==== SELECTED TEXT

FIG. 4(a) is a schematic view illustrating the morphology of the component filaments in the thickness direction of the cross-section of the nonwoven sheet according to the present invention, assuming that each filament is arranged in the direction perpendicular to the surface of the drawing to clearly explain the constitution of the nonwoven sheet;
FIG. 4(b) is a schematic view illustrating the morphology of the component filaments in the thickness direction of the cross-section of the nonwoven sheet produced by heat-pressing by means of a pair of an upper roll and a lower roll having the same temperature, being a view of the same type as FIG. 4(a);
FIG. 5 is a graph showing the variation of the relative difficulty of crushing a filament with heating temperature for the draw ratio of polyester filaments used for forming the nonwoven sheet of the present invention; and
FIG. 6 is a graph showing the variation of the thickness of the smooth filmy layer of nonwoven sheet according to the present invention when producing the smooth filmy layer by changing the pressure of the rolls.
The inventors of the present invention made zealous studies to improve the drawbacks of the nonwoven sheet consisting of the above mentioned undrawn polyester filaments and have thus made the present invention, in which a nonwoven sheet comprises a layer consisting of flattened filaments and a layer consisting of filaments practically maintaining the fibrous form.
Since this invention concerns a novel nonwoven sheet characterized by special measurements, the various characteristics and measurements that are used through this application are described and defined below:
The difference between the respective means of maximum peak values and minimum peak values obtained from surface roughness charts obtained through the measurement of the surface roughness of sample pieces using SURFCOM 200B (Tokyo Seimitsu K.K.), a measuring instrument specified in Japan Industrial Standard (JIS) B 0651-76.
The means of breaking strengths and elongations of test pieces of 3 cm × 20 cm sampled at at least three widthwise positions and three lengthwise positions from a sample nonwoven sheet, measured on a constant extension rate type tensile tester with a test length of 10 cm and an extension rate of 20 cm/min.
The mean of measured tear strengths of test pieces sampled at at least three widthwise positions and at least three lengthwise positions, measured on an Elemendorf type tear strength tester in accordance with JIS L 1096.
The results of comparing the appearance of test pieces of 3 cm × 20 cm sampled from a sample nonwoven sheet with the following judgement standard after rubbing each test piece with the abrasion tester type II (GAKUSHIN-Type, cotton rubbing cloth, 500 g weight, 100 repeated rubbings).
Grade A: Not fuzzy at all.
Grade B: Slightly fuzzy, but not conspicuous.
Grade C: Remarkably fuzzy.
The means of the widthwise shrinkages and the lengthwise shrinkage of the 20 cm × 20 cm sections of test pieces of 25 cm × 25 cm, after heating at 150° C. for 5 min in a hot air dryer.
Birefringence index (Δn) measured by a polarization microscope with a Belex type compensator under white light.

========

JOBS:
1/ Answer these questions from the nonwoven sheet text:
(a) Which instrument is used to measure the surface roughness of sample pieces?
(b) At what temperature and for how long are test pieces heated in the shrinkage measurement?
(c) What does FIG. 6 show?
2/ Write the next part of the nonwoven sheet text, picking up after its final sentence.

==== SOURCE MATERIAL

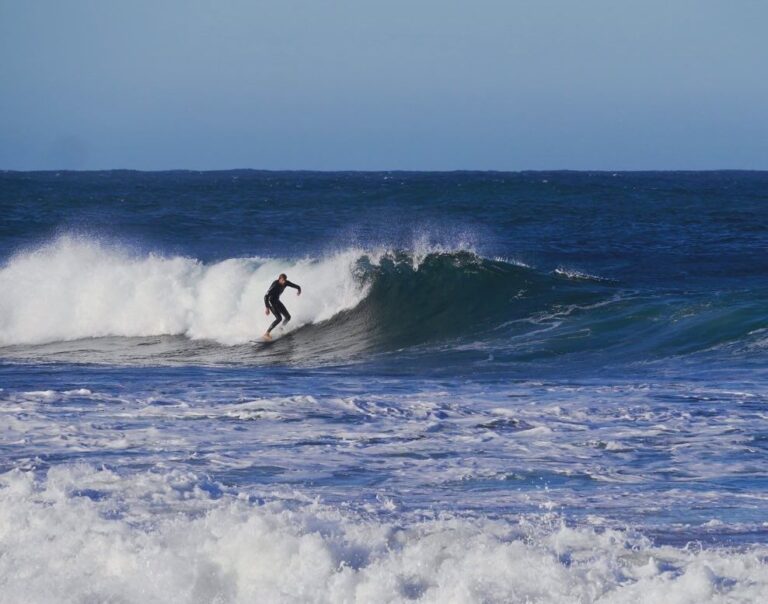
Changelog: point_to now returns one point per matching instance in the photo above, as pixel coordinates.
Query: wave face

========

RESPONSE LIST:
1/
(a) The SURFCOM 200B (Tokyo Seimitsu K.K.).
(b) At 150° C. for 5 min, in a hot air dryer.
(c) The variation of the thickness of the smooth filmy layer of the nonwoven sheet when the layer is produced by changing the pressure of the rolls.

2/
The volume per unit weight (cm3 /g) calculated by the weigh and the thickness measured by a dial gauge of at least three test pieces of 20 cm × 20 cm.
Degree of curling of a test piece of 25 cm × 25 cm placed on a table, determined through visual observation.
Grade A: Remaining flat.
Grade B: Curling slightly at the edges.
Grade C: Rolling.
Degree of surface waviness of a test piece of 25 cm × 25 cm after heating the test piece at 150° C. for 5 minutes in a hot air dryer, determined through visual observation.
Grade A: Flat.
Grade B: Slightly wavy, but not conspicuous
Grade C: Wavy over the entire area.
Now, the polyester filaments employed in the present invention are produced by spinning a material produced through a well-known process of polymerization and may contain additives added ordinarily to polyethylene terephthalate, such as a delustering agent, an antistatic agent, a flame retarder, and a pigment. The degree of polymerization is not limited to any particular value, as far as the degree of polymerization is within an ordinary range of polymerization degree for producing filaments.
The inventors of the present invention formed a smooth filmy layer by flattening a plurality of filaments arranged in a surface layer of a nonwoven sheet in random orientation so that the filaments crush flat and bury each other at the crossing sections and are fused at the intersecting surfaces and the adjacent sections. The resultant nonwoven sheet, in spite of consisting of a plurality of filaments, had a smooth surface layer of 25 μ average roughness or below. The layer extending under the filmy surface layer is constructed so that the degree of crushing of the component filaments is decreased toward the inner side of the layer and the component filaments adhere closely to each other, practically maintaining the original form, to give satisfactory bulkiness and tear strength of the nonwoven sheet.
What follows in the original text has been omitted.